▶ **AIM OF THE EXERCISE**
List every line in this data where the string "below" occurs.

▶ **INFORMATION SUPPLIED**

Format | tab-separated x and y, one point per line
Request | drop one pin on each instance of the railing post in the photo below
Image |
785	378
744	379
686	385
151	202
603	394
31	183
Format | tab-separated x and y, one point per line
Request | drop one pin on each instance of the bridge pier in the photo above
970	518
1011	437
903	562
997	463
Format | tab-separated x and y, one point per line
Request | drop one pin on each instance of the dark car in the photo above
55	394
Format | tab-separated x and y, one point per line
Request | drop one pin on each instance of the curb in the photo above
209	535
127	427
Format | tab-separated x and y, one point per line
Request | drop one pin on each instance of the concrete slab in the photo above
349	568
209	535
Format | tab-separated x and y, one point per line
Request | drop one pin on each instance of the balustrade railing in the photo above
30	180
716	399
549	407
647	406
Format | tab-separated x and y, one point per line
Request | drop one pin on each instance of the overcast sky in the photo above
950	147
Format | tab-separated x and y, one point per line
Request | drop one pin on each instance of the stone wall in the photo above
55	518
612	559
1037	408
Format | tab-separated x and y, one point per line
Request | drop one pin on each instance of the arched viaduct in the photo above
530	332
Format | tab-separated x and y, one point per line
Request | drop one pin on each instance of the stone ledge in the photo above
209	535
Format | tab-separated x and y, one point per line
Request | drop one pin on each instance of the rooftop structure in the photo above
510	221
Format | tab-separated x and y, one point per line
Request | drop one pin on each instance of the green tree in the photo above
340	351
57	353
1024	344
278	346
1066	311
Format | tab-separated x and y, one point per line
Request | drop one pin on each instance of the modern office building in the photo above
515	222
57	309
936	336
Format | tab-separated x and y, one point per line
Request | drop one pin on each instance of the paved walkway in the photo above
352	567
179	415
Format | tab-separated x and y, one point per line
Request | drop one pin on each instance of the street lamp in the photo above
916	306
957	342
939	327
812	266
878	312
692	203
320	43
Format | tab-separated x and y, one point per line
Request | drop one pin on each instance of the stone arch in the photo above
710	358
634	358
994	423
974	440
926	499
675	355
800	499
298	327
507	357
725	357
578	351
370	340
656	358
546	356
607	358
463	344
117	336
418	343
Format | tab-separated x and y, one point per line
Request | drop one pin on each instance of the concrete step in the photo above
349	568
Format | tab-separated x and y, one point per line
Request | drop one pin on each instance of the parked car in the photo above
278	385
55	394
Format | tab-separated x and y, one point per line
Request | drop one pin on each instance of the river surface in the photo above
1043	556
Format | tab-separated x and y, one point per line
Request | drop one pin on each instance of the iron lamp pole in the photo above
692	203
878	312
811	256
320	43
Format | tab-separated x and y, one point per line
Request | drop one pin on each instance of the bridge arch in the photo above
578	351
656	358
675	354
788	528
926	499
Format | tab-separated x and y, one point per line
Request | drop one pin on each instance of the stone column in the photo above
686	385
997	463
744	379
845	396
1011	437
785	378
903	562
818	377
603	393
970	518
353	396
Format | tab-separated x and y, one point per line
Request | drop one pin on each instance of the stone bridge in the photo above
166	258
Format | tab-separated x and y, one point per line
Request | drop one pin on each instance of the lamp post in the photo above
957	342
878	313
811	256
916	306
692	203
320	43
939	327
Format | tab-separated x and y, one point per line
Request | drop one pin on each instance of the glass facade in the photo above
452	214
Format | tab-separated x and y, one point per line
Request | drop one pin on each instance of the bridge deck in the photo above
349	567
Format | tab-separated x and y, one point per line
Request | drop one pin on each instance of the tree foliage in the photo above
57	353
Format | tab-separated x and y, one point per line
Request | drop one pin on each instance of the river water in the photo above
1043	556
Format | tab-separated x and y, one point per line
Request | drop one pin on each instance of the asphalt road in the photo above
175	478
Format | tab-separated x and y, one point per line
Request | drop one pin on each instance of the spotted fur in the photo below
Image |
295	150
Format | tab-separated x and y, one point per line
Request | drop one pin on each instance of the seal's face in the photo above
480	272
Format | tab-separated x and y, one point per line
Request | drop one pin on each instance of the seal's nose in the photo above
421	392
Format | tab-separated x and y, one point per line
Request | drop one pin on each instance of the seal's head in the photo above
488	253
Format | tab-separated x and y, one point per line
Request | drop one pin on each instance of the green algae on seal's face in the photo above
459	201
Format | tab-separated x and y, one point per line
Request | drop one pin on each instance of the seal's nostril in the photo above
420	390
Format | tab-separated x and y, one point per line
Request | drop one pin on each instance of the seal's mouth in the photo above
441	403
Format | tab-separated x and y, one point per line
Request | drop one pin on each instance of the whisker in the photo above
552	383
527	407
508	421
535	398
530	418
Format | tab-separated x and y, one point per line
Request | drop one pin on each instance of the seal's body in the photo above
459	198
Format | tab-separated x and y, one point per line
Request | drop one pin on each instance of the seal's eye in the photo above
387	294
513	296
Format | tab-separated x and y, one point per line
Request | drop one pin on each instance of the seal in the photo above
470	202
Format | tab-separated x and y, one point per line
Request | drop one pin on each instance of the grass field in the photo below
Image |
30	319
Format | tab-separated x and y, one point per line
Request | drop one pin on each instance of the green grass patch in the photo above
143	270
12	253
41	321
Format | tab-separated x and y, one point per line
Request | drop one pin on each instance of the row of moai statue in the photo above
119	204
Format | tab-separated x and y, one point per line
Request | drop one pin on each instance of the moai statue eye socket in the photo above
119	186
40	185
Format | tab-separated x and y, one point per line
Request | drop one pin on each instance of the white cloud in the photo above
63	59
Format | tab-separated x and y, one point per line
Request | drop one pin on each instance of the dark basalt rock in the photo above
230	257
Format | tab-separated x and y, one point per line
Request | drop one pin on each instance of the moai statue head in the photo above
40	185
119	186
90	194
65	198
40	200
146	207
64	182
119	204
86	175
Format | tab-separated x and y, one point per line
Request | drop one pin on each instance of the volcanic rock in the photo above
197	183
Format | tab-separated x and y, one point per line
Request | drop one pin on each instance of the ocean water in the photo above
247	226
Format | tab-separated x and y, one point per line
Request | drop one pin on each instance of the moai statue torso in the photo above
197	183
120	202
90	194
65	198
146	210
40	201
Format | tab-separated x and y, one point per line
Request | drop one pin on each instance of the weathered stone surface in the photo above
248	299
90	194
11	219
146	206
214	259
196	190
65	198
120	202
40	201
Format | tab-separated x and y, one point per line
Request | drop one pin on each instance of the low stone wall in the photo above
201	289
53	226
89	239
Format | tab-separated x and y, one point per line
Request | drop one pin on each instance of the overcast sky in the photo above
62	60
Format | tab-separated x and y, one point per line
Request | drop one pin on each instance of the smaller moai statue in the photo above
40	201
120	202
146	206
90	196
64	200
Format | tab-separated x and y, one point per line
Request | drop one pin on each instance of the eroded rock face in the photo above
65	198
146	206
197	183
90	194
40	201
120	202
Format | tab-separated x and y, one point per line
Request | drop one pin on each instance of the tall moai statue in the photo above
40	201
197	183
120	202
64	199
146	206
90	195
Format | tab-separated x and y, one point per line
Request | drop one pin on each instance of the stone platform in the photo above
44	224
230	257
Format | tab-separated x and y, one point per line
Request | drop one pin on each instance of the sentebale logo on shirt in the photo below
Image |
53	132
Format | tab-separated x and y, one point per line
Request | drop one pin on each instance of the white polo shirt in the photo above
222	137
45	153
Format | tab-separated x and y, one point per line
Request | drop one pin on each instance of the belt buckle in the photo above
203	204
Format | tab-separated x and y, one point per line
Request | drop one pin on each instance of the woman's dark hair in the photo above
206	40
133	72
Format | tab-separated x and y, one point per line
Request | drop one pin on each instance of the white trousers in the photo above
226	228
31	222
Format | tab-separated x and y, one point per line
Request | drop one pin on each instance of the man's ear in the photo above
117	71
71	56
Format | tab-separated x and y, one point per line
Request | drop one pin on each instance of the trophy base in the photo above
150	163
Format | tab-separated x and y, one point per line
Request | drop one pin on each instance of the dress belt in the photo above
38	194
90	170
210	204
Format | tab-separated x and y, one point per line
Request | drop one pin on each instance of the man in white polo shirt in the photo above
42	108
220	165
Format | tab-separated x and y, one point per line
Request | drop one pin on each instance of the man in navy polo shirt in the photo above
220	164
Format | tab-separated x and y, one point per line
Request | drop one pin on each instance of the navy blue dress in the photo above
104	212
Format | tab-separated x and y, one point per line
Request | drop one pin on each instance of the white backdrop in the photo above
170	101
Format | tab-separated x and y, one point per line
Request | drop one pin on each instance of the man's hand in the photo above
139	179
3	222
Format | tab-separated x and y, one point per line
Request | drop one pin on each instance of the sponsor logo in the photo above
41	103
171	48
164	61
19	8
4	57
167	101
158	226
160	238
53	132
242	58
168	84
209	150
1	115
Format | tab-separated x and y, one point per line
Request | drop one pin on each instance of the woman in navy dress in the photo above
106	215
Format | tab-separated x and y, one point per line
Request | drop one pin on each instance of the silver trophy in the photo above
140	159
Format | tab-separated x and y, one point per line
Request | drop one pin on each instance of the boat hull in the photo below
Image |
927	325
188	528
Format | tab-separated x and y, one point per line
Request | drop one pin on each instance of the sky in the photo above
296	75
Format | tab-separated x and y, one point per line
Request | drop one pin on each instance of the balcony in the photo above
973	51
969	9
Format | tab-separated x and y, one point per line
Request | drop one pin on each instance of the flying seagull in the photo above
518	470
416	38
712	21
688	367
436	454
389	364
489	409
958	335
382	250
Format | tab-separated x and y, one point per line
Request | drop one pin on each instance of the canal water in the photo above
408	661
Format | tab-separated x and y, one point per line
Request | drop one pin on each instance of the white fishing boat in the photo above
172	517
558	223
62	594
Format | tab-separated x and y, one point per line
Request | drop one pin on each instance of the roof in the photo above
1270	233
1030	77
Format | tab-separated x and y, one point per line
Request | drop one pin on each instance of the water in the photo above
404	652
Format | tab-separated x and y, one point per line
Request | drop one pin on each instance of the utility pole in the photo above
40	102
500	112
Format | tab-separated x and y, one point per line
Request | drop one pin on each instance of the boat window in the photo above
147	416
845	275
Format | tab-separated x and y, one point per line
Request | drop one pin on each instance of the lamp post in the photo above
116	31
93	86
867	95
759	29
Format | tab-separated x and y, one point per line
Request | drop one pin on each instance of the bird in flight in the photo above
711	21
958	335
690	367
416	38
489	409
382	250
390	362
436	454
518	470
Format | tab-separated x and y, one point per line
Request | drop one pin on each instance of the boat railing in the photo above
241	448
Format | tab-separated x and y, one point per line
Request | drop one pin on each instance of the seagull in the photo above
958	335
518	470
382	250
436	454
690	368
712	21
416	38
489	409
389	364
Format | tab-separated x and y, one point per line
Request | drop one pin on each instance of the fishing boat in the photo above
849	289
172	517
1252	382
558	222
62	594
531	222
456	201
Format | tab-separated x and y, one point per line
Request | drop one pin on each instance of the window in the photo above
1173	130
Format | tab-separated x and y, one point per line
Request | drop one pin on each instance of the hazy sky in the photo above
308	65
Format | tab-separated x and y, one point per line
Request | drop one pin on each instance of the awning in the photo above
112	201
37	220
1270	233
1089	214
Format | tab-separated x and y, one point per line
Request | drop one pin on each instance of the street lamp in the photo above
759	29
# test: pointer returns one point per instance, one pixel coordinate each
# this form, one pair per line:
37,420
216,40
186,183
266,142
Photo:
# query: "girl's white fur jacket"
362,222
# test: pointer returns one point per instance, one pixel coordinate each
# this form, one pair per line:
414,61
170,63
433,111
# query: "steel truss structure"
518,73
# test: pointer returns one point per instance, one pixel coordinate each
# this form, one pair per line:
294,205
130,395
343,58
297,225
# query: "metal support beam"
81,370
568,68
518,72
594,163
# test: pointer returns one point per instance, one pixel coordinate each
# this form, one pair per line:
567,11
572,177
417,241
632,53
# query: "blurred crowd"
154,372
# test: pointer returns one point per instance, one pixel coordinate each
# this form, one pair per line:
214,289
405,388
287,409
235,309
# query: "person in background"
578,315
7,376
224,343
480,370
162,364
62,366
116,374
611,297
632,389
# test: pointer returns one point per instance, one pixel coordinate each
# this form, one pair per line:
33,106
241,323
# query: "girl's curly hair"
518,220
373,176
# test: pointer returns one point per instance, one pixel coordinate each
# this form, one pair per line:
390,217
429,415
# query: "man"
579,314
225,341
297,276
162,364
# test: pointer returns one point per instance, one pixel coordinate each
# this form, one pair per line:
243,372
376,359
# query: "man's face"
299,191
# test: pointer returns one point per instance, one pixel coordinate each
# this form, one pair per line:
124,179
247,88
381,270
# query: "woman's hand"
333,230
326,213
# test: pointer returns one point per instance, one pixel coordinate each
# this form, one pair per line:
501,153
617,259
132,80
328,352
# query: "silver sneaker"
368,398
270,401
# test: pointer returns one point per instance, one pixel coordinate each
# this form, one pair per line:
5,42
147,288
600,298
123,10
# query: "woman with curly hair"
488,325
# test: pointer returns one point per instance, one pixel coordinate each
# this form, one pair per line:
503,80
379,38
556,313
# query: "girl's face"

▶ **WRITTEN SOLUTION**
Request | drop one pin on each instance of the railing post in the photo below
Request | drop one pin on each instance of the spotted fur in the photo below
Request | drop one pin on each instance of the grass field in the photo below
Request | drop one pin on each instance of the sentebale logo on shirt in the photo below
Request | drop one pin on each instance of the boat hull in the photo below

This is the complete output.